RECORDED DATA -
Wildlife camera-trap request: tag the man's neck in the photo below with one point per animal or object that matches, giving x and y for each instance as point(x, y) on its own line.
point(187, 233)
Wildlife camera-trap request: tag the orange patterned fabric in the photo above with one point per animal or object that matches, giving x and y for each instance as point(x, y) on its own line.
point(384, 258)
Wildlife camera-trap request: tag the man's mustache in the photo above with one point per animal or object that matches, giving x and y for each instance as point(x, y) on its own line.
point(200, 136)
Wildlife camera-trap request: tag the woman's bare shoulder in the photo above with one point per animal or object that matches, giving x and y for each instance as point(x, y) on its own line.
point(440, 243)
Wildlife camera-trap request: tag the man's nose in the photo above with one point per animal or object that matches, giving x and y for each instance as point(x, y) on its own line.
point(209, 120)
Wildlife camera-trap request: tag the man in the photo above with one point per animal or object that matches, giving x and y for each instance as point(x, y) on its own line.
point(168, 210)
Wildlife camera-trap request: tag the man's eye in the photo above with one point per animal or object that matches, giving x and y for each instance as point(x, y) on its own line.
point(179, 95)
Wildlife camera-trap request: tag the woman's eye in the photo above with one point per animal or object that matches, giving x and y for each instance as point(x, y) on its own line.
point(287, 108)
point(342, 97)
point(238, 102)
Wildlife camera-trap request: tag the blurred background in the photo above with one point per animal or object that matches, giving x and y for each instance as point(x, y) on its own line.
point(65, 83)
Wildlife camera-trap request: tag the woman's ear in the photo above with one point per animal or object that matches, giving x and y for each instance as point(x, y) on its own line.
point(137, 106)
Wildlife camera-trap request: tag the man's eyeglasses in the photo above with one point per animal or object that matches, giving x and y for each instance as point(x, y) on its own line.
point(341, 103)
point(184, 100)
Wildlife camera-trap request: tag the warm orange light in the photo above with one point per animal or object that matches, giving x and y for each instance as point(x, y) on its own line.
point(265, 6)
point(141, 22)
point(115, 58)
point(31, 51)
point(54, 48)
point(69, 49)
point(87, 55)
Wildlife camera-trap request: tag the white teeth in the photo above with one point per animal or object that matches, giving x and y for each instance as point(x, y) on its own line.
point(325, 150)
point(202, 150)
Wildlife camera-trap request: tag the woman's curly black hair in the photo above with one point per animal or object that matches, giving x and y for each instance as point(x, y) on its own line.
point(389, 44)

OBJECTIVE -
Reproduce each of the records above verbatim, in their original order and without any changes.

RESPONSE BELOW -
Wildlife camera-trap request: tag the man's neck in the photo below with one point per animal or object that matches, giving x and y for each instance as point(x, y) on its own line.
point(187, 233)
Wildlife camera-trap request: tag the orange patterned fabric in the photo above with one point per animal or object that matches, giving x and y for each instance as point(x, y) on its own line.
point(384, 258)
Wildlife camera-trap request: tag the man's mustache in the photo above with one point per animal or object that matches, giving x and y for each instance as point(x, y) on its own line.
point(200, 136)
Wildlife camera-trap request: tag the woman's bare shoulder in the photo above with one point per animal or object that matches, giving x and y for each instance as point(x, y) on its own line.
point(440, 243)
Wildlife camera-trap request: tag the man's nose in the photo above with one point per animal or object that matches, giving x and y for each instance as point(x, y) on its own line.
point(209, 120)
Wildlife camera-trap request: tag the man in the photo above with one point per animal or object that matches, giving x and y for each instance as point(x, y) on its own line.
point(168, 210)
Wildlife camera-trap request: tag the man's eye in the photo above with one point per animal or object that matches, giving x and y for each instance as point(x, y) on its own line.
point(179, 95)
Wildlife camera-trap request: tag the woman's eye in the photo above with one point per animal or object that matches, giving x and y for each instance as point(x, y) on its own line.
point(287, 108)
point(342, 97)
point(238, 102)
Wildlife camera-trap request: tag the blurred background in the photo above with one point per animal or object that matches, giving x and y for each instance as point(x, y) on its own line.
point(65, 83)
Wildlife camera-trap request: tag the woman's ear in the photo above with one point per animal or object that matches, giving x and y for each instance as point(x, y) on its own line.
point(137, 106)
Wildlife camera-trap request: tag the man's eyeglasses in the photo above with one point per animal or object that matches, giving x and y for each instance as point(x, y) on its own line.
point(341, 103)
point(184, 100)
Wildlife camera-trap request: tag the warm orange light in the photo above with one point per animal or object that matches, giving x and y for each instance as point(x, y) on its own line.
point(265, 6)
point(141, 22)
point(115, 58)
point(31, 51)
point(54, 48)
point(69, 49)
point(87, 55)
Wildlife camera-trap request: tag the white teeth in the photo above with one point per animal or object that matches, giving x and y for each instance as point(x, y) on its own line.
point(325, 150)
point(202, 150)
Wildlife camera-trap request: tag the woman's curly black hair in the photo above with one point per animal or object that matches, giving x and y for each instance as point(x, y) on its own line.
point(389, 44)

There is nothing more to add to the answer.